## ЗАДАНИЕ
Продолжите рассуждение о событии «я мыслю» и утраченном времени, начав сразу после его последнего предложения.

## ПРЕДОСТАВЛЕННЫЙ ФРАГМЕНТ
——

Итак, первичный опыт, опыт неконтролируемых взаимодействий или «вложений» в мир, опыт утраты времени, описываемый М.К., осуществляется в отсутствии события «я мыслю», и субъект этого опыта не может быть понят ни как феномен, ни как ноумен, поскольку это еще до времени, до того, как определился мир вместе с событием когито, кантовский мир возможного опыта с его пространством и временем. Точно так же не могут быть отнесены ни к феноменам, ни к ноуменам «феноумены» – тела–кентавры, неопределенность которых связана с неразличенностью в них «субъективного» и «объективного». Этот опыт не является синтезом в кантовском смысле, а является каким–то динамизмом, «взаимодействием субстанций», которое «после» события «я мыслю» предположено как априорное правило (третья аналогия опыта).

Интермитентное когито, зановорождение события «я мыслю» вводится как трансцендентальное условие понимания: «Следовательно, мы понимаем мир только через обретенное время, через возвращение потерянного, реально бывшего в историческом элементе, а не познаем чистой мыслью, направленной на поименованные внешние предметы» [3, с. 303–304]. М.К. усиливает историчность Канта, у него мы видим не просто необратимость и срезание возможностей объективно говорить о принципиально неопределенном, это еще и введение в априорные условия познания принципа утраты времени. Утраченное время дробит непрерывное однородное поле опыта внешнего созерцания, создавая непроходимые участки, заполненные превращенными формами, наглядно представляющими непредставимое.

——

## Данные для обнаружения объектов
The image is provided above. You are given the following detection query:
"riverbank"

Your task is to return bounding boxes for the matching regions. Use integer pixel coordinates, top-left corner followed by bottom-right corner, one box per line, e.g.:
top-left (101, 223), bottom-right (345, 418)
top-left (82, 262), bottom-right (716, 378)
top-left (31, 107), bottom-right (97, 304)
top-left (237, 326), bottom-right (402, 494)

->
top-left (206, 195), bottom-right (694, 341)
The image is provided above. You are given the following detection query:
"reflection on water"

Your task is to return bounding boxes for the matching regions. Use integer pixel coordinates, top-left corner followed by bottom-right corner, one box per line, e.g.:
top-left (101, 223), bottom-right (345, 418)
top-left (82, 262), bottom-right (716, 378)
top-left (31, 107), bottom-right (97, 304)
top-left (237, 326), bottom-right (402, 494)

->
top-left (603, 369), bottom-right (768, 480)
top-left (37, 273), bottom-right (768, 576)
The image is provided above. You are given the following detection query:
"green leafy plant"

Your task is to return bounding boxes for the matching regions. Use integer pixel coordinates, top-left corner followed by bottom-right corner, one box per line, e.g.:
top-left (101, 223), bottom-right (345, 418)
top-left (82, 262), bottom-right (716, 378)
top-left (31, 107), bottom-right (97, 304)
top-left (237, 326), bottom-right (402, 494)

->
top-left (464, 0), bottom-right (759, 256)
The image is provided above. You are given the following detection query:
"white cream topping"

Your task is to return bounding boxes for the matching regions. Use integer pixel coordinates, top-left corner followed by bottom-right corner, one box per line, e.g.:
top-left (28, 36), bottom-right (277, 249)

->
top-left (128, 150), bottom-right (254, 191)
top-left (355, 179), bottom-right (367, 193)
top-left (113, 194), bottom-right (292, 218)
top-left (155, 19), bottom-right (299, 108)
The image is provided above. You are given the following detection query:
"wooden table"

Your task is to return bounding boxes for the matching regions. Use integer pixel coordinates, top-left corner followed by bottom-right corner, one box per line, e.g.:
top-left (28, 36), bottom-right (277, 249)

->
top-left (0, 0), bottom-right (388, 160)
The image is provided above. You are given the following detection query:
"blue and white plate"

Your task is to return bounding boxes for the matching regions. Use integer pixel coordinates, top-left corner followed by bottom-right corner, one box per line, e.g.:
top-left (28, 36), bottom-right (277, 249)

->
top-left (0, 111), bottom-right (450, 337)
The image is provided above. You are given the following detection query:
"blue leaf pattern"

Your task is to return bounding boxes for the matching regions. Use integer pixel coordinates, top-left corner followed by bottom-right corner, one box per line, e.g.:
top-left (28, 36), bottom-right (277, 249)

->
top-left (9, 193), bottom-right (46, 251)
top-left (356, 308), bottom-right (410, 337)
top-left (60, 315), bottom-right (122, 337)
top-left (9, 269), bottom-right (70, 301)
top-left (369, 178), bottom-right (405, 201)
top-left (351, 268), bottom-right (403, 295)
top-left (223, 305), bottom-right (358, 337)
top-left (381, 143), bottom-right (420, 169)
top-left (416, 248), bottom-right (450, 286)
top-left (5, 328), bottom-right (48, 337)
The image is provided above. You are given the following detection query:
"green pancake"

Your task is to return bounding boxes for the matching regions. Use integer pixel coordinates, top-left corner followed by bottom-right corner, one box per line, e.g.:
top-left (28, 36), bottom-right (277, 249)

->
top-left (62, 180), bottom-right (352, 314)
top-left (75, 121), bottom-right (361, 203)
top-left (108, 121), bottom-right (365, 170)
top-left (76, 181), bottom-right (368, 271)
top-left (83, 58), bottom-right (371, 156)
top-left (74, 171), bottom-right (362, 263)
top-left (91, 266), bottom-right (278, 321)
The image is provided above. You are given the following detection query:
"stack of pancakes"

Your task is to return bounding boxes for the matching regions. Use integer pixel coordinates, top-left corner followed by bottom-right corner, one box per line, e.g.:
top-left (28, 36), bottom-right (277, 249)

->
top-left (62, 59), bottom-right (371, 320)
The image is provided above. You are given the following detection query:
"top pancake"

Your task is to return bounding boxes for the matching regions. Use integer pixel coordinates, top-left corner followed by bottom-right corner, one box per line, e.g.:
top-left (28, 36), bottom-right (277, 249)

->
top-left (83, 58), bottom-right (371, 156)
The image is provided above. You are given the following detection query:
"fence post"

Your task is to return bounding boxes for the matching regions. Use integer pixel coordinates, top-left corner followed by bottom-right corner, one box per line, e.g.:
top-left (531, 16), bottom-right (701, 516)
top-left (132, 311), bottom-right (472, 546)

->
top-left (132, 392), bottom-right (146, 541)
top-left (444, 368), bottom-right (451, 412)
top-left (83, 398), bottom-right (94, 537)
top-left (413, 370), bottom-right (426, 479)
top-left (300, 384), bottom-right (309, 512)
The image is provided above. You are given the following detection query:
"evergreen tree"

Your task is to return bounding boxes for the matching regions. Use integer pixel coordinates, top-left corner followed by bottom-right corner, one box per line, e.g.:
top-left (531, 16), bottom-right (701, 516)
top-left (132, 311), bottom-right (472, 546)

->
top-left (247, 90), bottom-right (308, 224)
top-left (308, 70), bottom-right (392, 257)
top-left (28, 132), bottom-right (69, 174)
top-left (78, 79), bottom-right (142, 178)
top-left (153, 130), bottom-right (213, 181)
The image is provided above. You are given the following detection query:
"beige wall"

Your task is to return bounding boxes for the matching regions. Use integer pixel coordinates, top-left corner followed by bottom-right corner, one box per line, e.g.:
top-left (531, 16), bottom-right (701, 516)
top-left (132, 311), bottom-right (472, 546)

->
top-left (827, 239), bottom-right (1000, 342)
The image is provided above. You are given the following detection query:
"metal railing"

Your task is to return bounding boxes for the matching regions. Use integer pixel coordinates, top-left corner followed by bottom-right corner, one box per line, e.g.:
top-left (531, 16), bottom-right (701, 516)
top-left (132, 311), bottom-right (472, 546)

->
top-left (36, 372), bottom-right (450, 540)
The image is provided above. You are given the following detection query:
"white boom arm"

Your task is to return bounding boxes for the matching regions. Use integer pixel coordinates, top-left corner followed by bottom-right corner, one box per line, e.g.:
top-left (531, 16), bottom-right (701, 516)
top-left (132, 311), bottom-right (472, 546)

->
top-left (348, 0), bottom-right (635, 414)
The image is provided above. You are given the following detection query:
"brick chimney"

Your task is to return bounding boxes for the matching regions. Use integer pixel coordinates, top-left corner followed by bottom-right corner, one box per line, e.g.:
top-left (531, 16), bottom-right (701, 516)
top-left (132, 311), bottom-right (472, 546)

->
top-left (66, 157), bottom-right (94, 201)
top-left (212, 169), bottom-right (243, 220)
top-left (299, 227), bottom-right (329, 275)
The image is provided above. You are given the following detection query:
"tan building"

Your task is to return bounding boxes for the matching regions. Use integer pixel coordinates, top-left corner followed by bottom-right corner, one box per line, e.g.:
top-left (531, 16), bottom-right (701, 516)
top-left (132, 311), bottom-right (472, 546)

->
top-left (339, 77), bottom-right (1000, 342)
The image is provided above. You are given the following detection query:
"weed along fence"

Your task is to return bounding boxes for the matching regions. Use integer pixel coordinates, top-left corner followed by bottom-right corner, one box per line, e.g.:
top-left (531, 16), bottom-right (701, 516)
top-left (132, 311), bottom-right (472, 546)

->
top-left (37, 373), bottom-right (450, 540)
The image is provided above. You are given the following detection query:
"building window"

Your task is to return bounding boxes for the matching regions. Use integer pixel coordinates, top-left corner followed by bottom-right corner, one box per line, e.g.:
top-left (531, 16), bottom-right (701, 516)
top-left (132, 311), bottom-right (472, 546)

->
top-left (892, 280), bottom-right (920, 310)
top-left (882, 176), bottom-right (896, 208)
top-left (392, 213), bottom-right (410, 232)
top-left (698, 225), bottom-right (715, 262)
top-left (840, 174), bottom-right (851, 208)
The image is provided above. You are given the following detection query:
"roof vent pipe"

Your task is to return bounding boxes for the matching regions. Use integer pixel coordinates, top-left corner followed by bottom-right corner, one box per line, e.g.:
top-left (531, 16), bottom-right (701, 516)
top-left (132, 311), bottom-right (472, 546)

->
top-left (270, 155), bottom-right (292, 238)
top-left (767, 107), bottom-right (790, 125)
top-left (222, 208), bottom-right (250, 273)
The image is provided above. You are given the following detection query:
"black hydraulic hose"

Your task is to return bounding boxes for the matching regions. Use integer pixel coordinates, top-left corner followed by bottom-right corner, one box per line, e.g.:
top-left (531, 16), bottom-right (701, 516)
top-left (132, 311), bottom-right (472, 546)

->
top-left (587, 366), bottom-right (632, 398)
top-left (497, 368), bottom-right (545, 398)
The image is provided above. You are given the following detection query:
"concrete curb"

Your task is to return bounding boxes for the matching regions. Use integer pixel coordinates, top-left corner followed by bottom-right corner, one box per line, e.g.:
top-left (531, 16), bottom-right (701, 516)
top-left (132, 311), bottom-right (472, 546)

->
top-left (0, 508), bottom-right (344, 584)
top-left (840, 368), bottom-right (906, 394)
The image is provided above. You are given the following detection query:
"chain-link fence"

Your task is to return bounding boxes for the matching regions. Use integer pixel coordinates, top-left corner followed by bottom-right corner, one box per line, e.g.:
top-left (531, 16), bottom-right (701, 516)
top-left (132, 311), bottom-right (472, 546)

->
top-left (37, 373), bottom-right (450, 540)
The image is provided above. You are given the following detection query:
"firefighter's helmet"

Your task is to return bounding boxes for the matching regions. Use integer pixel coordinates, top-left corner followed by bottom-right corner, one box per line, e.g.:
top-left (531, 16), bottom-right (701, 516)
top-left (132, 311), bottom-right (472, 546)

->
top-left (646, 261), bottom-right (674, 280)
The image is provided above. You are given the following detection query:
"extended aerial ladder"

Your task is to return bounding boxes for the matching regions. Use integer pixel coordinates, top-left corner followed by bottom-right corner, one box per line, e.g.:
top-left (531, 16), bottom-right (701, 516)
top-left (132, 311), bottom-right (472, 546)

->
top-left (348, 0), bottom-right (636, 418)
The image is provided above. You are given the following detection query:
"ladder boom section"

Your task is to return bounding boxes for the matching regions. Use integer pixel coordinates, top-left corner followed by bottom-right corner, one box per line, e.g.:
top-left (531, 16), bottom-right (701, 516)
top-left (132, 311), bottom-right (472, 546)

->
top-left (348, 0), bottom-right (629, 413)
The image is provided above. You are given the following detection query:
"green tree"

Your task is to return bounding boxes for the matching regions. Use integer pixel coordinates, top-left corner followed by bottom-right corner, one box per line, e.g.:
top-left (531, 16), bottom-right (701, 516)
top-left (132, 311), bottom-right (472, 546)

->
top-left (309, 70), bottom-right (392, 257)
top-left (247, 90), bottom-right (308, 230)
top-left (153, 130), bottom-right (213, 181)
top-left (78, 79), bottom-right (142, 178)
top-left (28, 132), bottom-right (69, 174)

——

## ОТВЕТ
Тема раздробленного когито поднимается Мамардашвили в терминах необходимости воссоединения многих Я, разделенных «пляжами», или в терминах интермитентного мерцания когитального сознания. Кантовский трансцендентальный субъект, с учетом неклассической корректировки трансцендентализма, приобретает признаки относительности, в парадоксальном сочетании с сохранением трансцендентальности. Рассеяние в «пляжах» межкогитального существования нельзя мыслить как чистую эмпирию, противопоставленную трансцендентальному сознанию, раз метафизическое апостериори или вложения – необходимые условия замыкания смысла и «сначала вложился – потом можно понимать». Это необнаружимое Я в «промежутках» между своим полноценным собранным бытием не бездействует, вложения формируют точки интенсивности, создавая структурные возможности сознавания, инвариантные по отношению к предметности.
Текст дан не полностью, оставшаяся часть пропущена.